Long Live Bart’s is all about people who were involved in one way or another at St Bartholomew’s Hospital from its founding in 1123 to Victorian times. Some individuals are featured because they were famous for their skills and the advancement of medicine; others are celebrated for non-medical reasons, such as sport or exploration; a number are included for their notoriety and criminal activities.
About the Author
Greta Barnes (née Tisdale) trained as a nurse at Barts from 1959 to 1962 and was the founder/chief executive of the National Asthma and Respiratory Training Centre from 1986 until her retirement in 2001. She was awarded the MBE in 1995, lives in a village in the Cotswolds, and has a large close family including nine grandchildren.
REVIEW – Andrew Phillips
This is a lovely book. It is also a labour of love.
No-one concerned with or interested in St Bartholomew’s Hospital (Barts) in London – whether long-serving doctors and nurses or students beginning their medical path or sometime patients or indeed Londoners with a feel for their city – should fail to read it.
Greta Barnes, once a Barts nurse, has researched impressively and described in fluent and lively style almost 60 figures connected with Barts from its founding by the visionary Rahere in 1123 to Victorian times. It is a portrait gallery of the oldest hospital in the world still working from its original site and one that has never closed its doors.
These portraits weave a history of Barts but also cast light on the fabric of medicine and society down the ages. It will appeal to those who appreciate glimpses into English history, particularly London’s, as well as those interested in the annals of medicine, science and hospitals. Be assured Long Live Bart’s is far from being for a specialist readership only. Plentifully illustrated largely in colour, drawing especially upon Barts archives, attractively printed, containing many quotations and helpful summaries, the book will prove an intriguing and good-looking present for many. Nor does it only deal with individuals. There are brief histories of nursing, the Barbers and Surgeons Company, the Royal Colleges of Physicians and of Surgeons, Barts very own parish church of St Bartholomew the Less and, also, the notorious – sometimes murderous – practice of body snatching for anatomical study (the “London Burkers”).
The book embraces those who worked or studied at Barts or whose prominent, though non-medical, lives touched upon Barts and Smithfield or Barts parish church. Thus, King Henry VIII playing a vital part in Barts history, William Wallace, Wat Tyler, Dick Whittington, John Lyly, Inigo Jones, James Gibbs and Barts magnificent architecture, William Hogarth and his two incomparable murals at Barts, John Leech, WG Grace “the greatest cricketer England has ever seen”, all make their appearance. Infamy intrudes too. Queen Elizabeth I’s Barts physician Roderigo Lopez was hanged as suspect in a plot to poison her (he was probably innocent), ex-student Billy Palmer went to the public gallows as the “Prince of Poisoners” (almost certainly guilty) while Robert Knox when in Edinburgh was hand in glove with body snatchers, including the infamous Burke and Hare.
For medical figures, Voltaire’s “big battalions” are all present –Thomas Vicary, William Harvey most renowned of all as the discoverer of the blood’s circulation, Percivall Pott, John Hunter, John Abernethy, James Paget, Luther Holden and many more; but also the less celebrated “best shots” two of whom, Thomas Young and James Hinton, the author leads out of history’s shadows into which they have fallen.
········
PROBLEMS TO WORK ON ->
(1) Please answer these questions from the Barts book text:
(a) In what year was St Bartholomew's Hospital founded?
(b) During which years did Greta Barnes train as a nurse at Barts?
(c) What name did Billy Palmer go to the gallows under?
(2) Alter the Barts book text between "About the Author" and "labour of love.", inclusive, by replacing "Cotswolds" with "Chilterns".
········
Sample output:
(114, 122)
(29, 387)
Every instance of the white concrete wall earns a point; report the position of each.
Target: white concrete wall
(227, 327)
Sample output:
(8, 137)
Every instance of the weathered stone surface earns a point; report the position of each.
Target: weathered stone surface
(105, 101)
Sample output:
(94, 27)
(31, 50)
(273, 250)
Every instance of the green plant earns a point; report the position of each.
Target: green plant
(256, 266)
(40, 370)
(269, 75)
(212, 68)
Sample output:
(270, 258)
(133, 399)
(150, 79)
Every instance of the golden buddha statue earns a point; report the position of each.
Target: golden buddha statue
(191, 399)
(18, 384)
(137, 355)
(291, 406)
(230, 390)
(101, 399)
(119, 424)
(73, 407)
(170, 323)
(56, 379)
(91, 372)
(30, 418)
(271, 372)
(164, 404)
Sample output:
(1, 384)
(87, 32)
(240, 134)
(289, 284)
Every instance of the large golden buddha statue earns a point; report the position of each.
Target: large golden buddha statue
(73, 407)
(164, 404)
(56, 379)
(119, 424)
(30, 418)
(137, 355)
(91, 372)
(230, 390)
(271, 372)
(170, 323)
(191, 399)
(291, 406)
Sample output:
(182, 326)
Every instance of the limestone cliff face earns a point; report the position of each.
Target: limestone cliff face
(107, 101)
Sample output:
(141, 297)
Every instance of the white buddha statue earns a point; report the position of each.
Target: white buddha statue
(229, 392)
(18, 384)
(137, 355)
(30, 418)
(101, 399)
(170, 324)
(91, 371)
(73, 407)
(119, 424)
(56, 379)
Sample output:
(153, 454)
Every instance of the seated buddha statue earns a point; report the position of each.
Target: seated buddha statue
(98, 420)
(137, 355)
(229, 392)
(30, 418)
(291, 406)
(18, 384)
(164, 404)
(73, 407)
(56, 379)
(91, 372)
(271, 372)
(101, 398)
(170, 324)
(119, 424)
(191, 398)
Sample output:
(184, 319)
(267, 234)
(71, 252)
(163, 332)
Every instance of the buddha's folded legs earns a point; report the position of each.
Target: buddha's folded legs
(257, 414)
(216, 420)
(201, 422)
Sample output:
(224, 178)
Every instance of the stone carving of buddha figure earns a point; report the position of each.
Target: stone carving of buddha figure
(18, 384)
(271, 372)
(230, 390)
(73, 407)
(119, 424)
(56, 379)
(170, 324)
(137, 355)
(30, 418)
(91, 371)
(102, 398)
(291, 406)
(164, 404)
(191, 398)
········
ANSWERS PER TASK ->
(1)
(a) 1123
(b) 1959 to 1962
(c) The "Prince of Poisoners"

(2)
About the Author
Greta Barnes (née Tisdale) trained as a nurse at Barts from 1959 to 1962 and was the founder/chief executive of the National Asthma and Respiratory Training Centre from 1986 until her retirement in 2001. She was awarded the MBE in 1995, lives in a village in the Chilterns, and has a large close family including nine grandchildren.
REVIEW – Andrew Phillips
This is a lovely book. It is also a labour of love.